• Goal of the exercise: Reproduce a section of the latency thread word for word, beginning at "It's an interesting" and stopping after "hit your worst-case.".

• Passage shown:

This is the same calculation behind the observation "you spend much longer in front of red traffic lights than green ones".
It's an interesting observation, but it's playing games with the meaning of "mean latency" and I'm not sure this is a very helpful way to look at requests to a web service - slightly slowing the fastest responses to requests would improve your time-weighted mean latency.
It's a better metric for looking at outages - instantaneous outages don't affect anyone, and time-weighting correctly discards them. On the other hand, average outage length is a very suspect and gameable metric unless accompanied by uptime %.
Considering other metrics then p99 for user impact is unwise. All users will at some point experience a <1% request, it's not like half of all users will only send requests what will be under your median latency, some of their requests will hit your worst-case.
By focusing on the tail and optimizing worst cases you help users more than by improving your median latency.
> Alice says your service is slow. You tell Alice that the mean request to your service completes in 100ms, but Alice says that her mean wait time is 1s.
There are also plenty of situations where a service can have a bimodal performance distribution and the impact of that can fall on certain users disproportionately.
Imagine a retail website that serves images from a global CDN, with cache misses pulled from a server in the EU. Users who visit our homepage, or look at our bestselling products, get a cache hit from the CDN node close to them, in 50ms. But users who look at our long-tail products get a cache miss - and if they're not near Europe, they'll get a noticeable delay.
Hence our mean image load time is 100ms - but a customer browsing an obscure product category for their location can experience markedly worse performance. If Alice is the only person in Costa Rica looking at ski equipment in June, she's going to get a lot of cache misses.
> More technically, what’s going on here is the inspection paradox. Alex and Alice don’t experience your latency distribution , they experience a t-weighted version of it
Ooh I got pushed in the 2m end of the pool there. What is the intuition? The ten hundred most popular words sort of thing.

• Information supplied:
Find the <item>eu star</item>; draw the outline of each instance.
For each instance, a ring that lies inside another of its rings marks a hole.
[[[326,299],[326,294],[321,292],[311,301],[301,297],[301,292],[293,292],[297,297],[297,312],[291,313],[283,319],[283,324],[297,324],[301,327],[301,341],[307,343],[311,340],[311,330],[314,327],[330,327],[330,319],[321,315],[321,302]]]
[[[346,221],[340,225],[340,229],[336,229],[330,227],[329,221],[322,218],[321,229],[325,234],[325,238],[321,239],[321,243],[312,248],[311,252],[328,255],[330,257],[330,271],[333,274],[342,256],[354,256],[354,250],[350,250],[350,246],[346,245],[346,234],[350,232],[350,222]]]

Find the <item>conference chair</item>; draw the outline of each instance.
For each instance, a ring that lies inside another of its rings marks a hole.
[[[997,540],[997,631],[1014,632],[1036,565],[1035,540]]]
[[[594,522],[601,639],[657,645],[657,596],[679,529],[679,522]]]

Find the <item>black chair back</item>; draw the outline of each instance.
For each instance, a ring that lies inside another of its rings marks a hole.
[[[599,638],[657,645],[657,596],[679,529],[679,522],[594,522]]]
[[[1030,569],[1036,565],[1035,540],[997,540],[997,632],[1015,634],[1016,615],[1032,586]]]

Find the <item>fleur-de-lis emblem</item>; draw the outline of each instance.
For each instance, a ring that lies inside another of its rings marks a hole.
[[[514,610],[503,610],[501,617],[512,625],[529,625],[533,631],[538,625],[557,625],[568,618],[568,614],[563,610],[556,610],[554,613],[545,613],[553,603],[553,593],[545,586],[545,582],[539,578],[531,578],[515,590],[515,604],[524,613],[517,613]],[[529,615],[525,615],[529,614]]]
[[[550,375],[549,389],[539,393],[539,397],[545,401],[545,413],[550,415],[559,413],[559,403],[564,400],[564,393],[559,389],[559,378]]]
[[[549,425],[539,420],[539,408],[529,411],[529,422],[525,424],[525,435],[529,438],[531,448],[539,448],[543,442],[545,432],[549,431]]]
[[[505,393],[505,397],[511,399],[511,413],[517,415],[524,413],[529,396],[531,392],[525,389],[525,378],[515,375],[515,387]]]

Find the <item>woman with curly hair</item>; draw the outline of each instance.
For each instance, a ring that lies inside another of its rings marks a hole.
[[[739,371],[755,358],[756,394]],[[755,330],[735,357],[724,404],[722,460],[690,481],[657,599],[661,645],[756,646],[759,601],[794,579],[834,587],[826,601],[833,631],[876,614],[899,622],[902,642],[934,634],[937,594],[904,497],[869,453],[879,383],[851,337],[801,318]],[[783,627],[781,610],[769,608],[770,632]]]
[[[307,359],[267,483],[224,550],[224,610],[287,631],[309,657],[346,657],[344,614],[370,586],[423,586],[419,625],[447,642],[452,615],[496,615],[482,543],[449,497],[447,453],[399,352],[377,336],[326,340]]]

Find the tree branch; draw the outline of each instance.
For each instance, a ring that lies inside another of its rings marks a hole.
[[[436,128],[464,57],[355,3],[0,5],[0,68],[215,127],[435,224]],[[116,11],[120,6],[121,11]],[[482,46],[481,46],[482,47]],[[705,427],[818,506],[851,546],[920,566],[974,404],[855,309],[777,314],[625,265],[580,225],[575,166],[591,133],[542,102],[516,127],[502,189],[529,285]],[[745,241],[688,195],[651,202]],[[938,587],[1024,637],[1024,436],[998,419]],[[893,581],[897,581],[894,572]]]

• Reply to the exercise:
It's an interesting observation, but it's playing games with the meaning of "mean latency" and I'm not sure this is a very helpful way to look at requests to a web service - slightly slowing the fastest responses to requests would improve your time-weighted mean latency.
It's a better metric for looking at outages - instantaneous outages don't affect anyone, and time-weighting correctly discards them. On the other hand, average outage length is a very suspect and gameable metric unless accompanied by uptime %.
Considering other metrics then p99 for user impact is unwise. All users will at some point experience a <1% request, it's not like half of all users will only send requests what will be under your median latency, some of their requests will hit your worst-case.